Exercise aim: Only one span of the listing below is wanted: the lines from the one with "# annotate each instance of the bicycle rear" through the one with "# annotate each instance of the bridge roadway", reproduced exactly, both ends kept.

Given records:
━━━━
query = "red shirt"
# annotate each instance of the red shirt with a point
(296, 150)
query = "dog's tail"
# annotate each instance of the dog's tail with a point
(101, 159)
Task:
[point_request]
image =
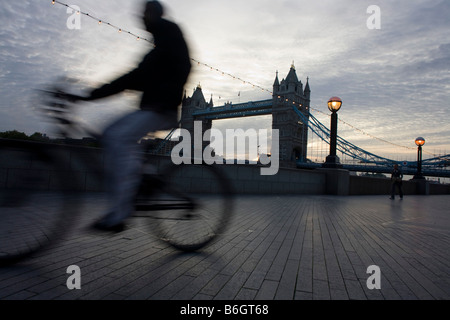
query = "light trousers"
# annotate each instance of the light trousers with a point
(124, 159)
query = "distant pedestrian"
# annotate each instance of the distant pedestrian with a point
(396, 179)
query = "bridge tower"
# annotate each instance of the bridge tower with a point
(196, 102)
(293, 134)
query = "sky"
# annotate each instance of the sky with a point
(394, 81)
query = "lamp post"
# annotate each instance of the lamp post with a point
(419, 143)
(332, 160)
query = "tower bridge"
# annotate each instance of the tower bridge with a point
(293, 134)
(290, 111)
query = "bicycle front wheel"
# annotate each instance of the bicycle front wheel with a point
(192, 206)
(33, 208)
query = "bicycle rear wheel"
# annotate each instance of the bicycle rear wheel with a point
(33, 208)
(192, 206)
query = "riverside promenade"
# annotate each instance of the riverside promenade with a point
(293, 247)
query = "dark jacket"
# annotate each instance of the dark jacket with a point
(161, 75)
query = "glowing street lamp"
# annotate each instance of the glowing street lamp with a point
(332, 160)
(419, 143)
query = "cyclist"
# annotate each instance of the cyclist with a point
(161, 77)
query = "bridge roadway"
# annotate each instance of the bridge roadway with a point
━━━━
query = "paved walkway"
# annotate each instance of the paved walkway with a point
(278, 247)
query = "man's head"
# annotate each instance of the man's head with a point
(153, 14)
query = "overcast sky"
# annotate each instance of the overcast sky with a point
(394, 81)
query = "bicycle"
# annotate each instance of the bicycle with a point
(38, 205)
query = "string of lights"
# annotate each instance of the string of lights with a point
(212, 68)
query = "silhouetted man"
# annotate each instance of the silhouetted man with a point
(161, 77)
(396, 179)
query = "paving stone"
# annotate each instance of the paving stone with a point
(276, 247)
━━━━
Output of the task:
# annotate each instance of the bicycle rear wheel with a point
(33, 208)
(192, 206)
query = "riverside promenade"
# annotate each instance of the riverside promenade with a point
(293, 247)
query = "dark jacket"
# annotate each instance of the dark jacket with a point
(161, 75)
query = "glowing street lamp"
# annotate each instance of the glowing street lamp with a point
(332, 160)
(419, 143)
query = "cyclist"
# annotate each instance of the cyclist with a point
(161, 77)
query = "bridge roadway"
# annotate each instance of the bridge roadway with a point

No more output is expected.